MAKING YOUR HOP PLANTS COMFORATBLE IN WINTER


WINTER CARE OF HOP PLANTS

As Autumn starts to roll in around the end of March in the Southern Hemisphere and if you picked your hops from the bine but left the plants to grow on and produce extra nutrients, your hop plants will now start to develop yellow leaves as the plant takes the goodness from the leaves and sends it for storage in the tap root (which can extend up to 5 metres into the ground) in preparation for Winter dormancy (resting phase) usually May to August.

The leaves will gradually turn brown and fall off (use as mulch) and the bines will also turn brown and brittle. Now is the time to remove any bines still attached to the crown as they will never be used by the plant again because all new seasons growth will come from new buds within the crown area.

If you used a natural string product to train the bines you can use the bine and string for compost. If you used an nylon product it is probably best to burn the bines or put them in the garbage.

You can now add compost around the base of the plants. Organic well rotted compost made from plants and animal manures requires the action of bacteria to to continue break it down over Winter into simple compounds to be available for the plant to use in the Spring and for earthworms to take it through their digestive systems and leave rich nutrient deposits for the plants throughout the soil as they burrow. Winter rains will also help to wash the compost into the top part of the soil.

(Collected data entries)
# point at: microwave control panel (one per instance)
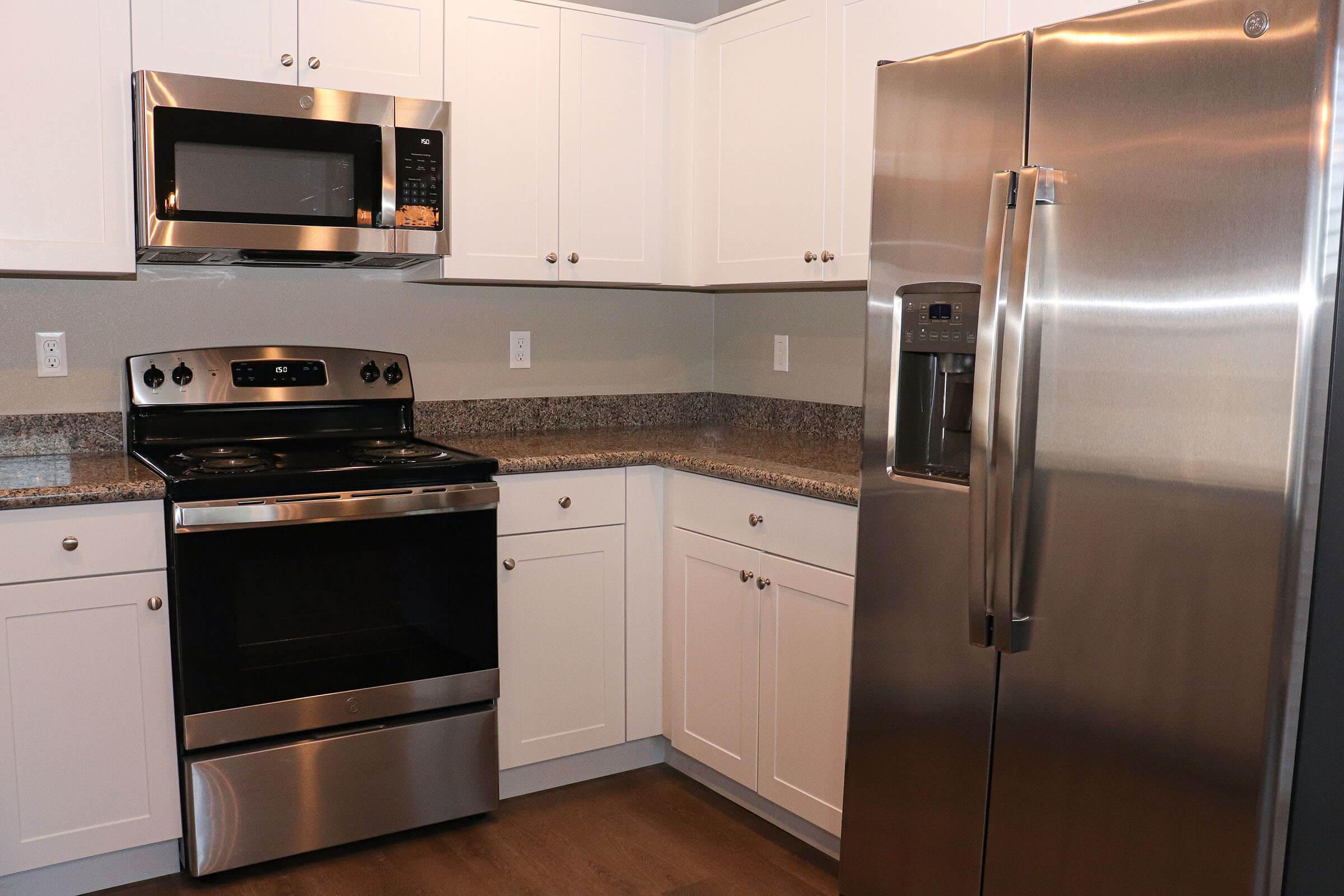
(420, 179)
(940, 323)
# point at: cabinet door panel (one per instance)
(763, 112)
(859, 34)
(88, 757)
(242, 39)
(66, 120)
(711, 631)
(502, 76)
(562, 644)
(373, 46)
(807, 622)
(610, 148)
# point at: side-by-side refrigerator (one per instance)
(1100, 324)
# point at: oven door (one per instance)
(310, 612)
(265, 169)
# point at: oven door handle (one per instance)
(292, 510)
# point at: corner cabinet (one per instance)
(65, 160)
(368, 46)
(88, 746)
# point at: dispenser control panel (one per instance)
(940, 323)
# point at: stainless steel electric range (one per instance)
(335, 648)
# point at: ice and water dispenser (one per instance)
(935, 383)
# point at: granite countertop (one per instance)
(819, 468)
(53, 480)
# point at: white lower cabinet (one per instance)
(562, 642)
(807, 622)
(88, 757)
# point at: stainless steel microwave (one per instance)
(234, 172)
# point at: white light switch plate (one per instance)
(52, 355)
(521, 348)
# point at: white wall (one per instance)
(585, 342)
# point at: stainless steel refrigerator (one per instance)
(1100, 325)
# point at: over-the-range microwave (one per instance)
(234, 172)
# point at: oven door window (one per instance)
(277, 613)
(232, 167)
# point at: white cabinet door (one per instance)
(65, 159)
(88, 753)
(1011, 16)
(612, 74)
(502, 76)
(761, 146)
(242, 39)
(562, 644)
(711, 642)
(861, 32)
(807, 622)
(373, 46)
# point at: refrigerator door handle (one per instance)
(1015, 432)
(1002, 195)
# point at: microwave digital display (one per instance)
(279, 374)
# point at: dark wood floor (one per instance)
(651, 832)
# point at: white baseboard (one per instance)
(96, 872)
(596, 763)
(752, 801)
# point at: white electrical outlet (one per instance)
(521, 348)
(52, 355)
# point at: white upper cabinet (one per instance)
(66, 115)
(761, 133)
(368, 46)
(373, 46)
(242, 39)
(1011, 16)
(612, 113)
(502, 76)
(859, 34)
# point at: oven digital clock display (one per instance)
(279, 374)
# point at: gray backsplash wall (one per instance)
(825, 334)
(585, 342)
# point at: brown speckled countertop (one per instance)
(819, 468)
(53, 480)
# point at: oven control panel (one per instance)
(265, 374)
(420, 178)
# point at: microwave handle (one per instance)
(388, 211)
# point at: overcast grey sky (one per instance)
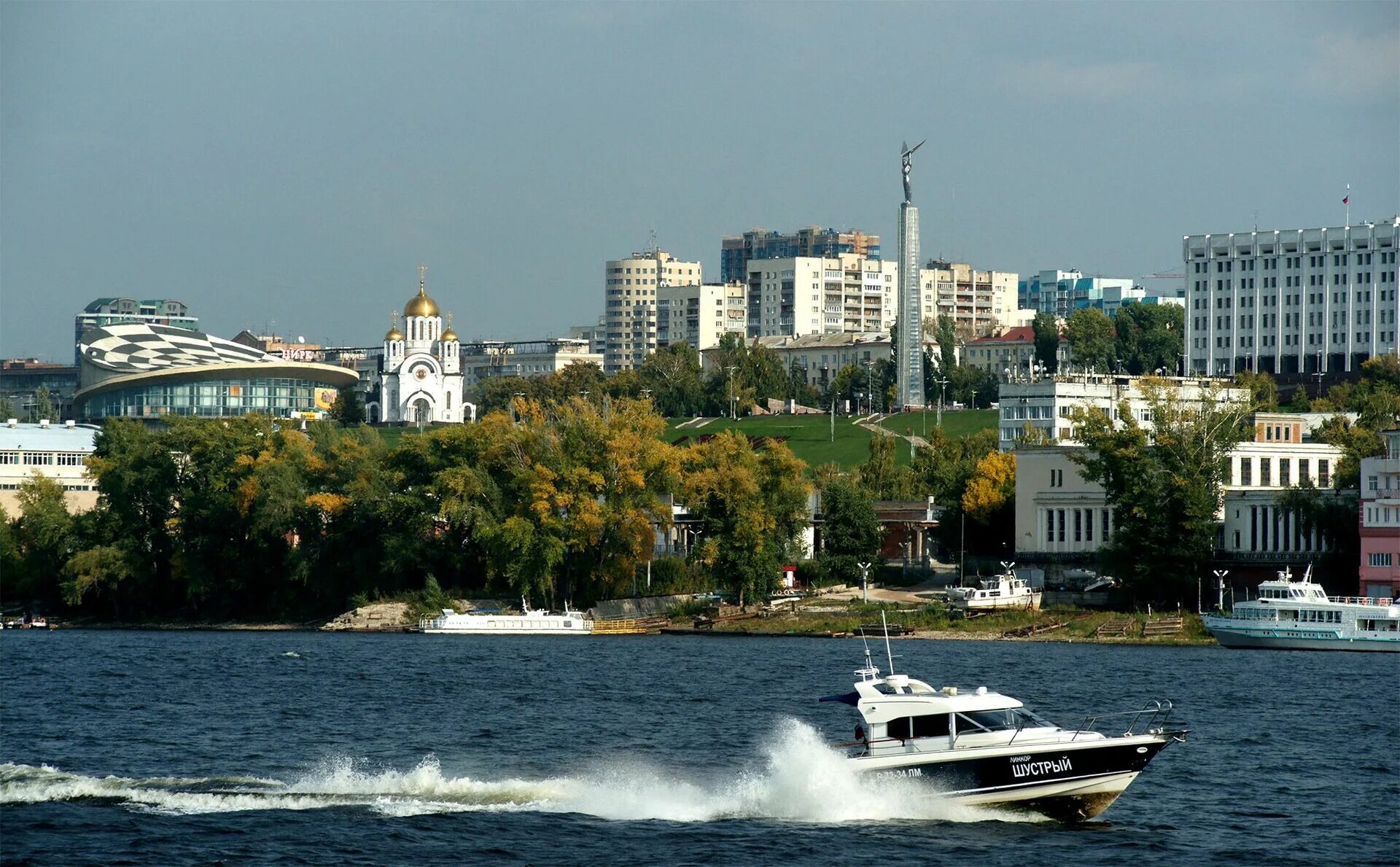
(295, 163)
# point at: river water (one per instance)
(292, 748)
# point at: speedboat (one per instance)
(980, 747)
(531, 621)
(998, 593)
(1299, 615)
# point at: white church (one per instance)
(420, 373)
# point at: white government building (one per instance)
(419, 377)
(630, 295)
(1048, 403)
(1299, 300)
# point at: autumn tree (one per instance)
(1165, 486)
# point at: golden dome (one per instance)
(420, 304)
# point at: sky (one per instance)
(290, 166)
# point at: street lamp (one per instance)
(1220, 590)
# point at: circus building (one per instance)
(420, 371)
(149, 371)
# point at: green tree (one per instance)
(1333, 516)
(1261, 387)
(44, 537)
(1048, 341)
(1150, 338)
(751, 508)
(946, 339)
(348, 409)
(675, 380)
(1164, 485)
(1091, 338)
(850, 530)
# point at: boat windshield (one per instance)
(1000, 720)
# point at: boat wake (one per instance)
(800, 779)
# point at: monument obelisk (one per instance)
(910, 362)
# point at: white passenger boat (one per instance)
(532, 621)
(992, 594)
(979, 747)
(1299, 615)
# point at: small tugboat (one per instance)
(1299, 615)
(1000, 593)
(980, 747)
(532, 621)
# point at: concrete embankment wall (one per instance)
(640, 607)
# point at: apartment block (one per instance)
(701, 314)
(804, 296)
(1287, 301)
(976, 300)
(814, 241)
(823, 356)
(630, 298)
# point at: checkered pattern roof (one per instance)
(138, 348)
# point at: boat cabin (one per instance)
(902, 715)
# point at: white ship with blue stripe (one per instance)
(1299, 615)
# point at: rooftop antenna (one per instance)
(888, 653)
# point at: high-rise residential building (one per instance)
(1299, 300)
(978, 300)
(630, 295)
(1065, 292)
(123, 311)
(700, 316)
(596, 335)
(805, 296)
(814, 241)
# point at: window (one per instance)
(928, 726)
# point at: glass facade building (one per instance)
(280, 397)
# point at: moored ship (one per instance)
(1299, 615)
(531, 621)
(998, 593)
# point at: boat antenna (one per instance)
(888, 653)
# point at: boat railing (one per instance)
(1154, 712)
(1361, 602)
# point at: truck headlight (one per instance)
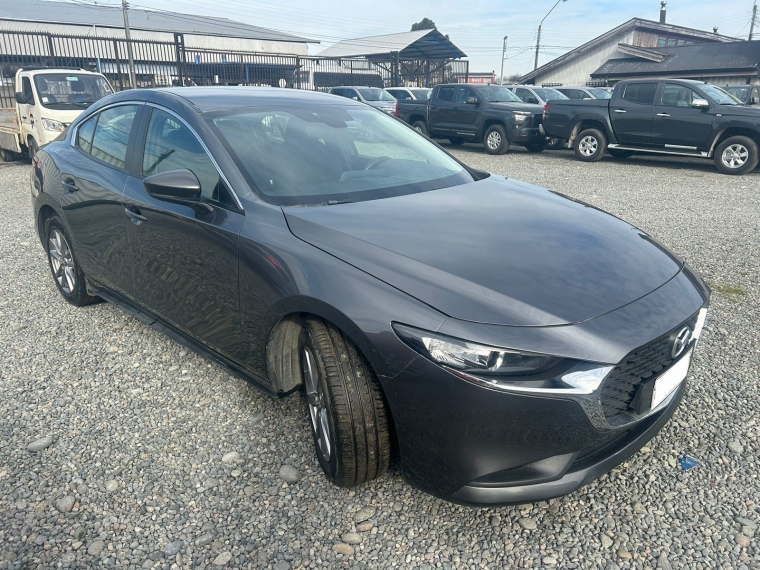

__Exercises__.
A: Reproduce everything from "You can now" down to "of the soil." in the hop plant winter care text, replacing "earthworms" with "worms".
B: According to the hop plant winter care text, how far into the ground can the tap root extend?
The items have no connection to the hop plant text.

__Your responses__.
A:
You can now add compost around the base of the plants. Organic well rotted compost made from plants and animal manures requires the action of bacteria to to continue break it down over Winter into simple compounds to be available for the plant to use in the Spring and for worms to take it through their digestive systems and leave rich nutrient deposits for the plants throughout the soil as they burrow. Winter rains will also help to wash the compost into the top part of the soil.

B: Up to 5 metres.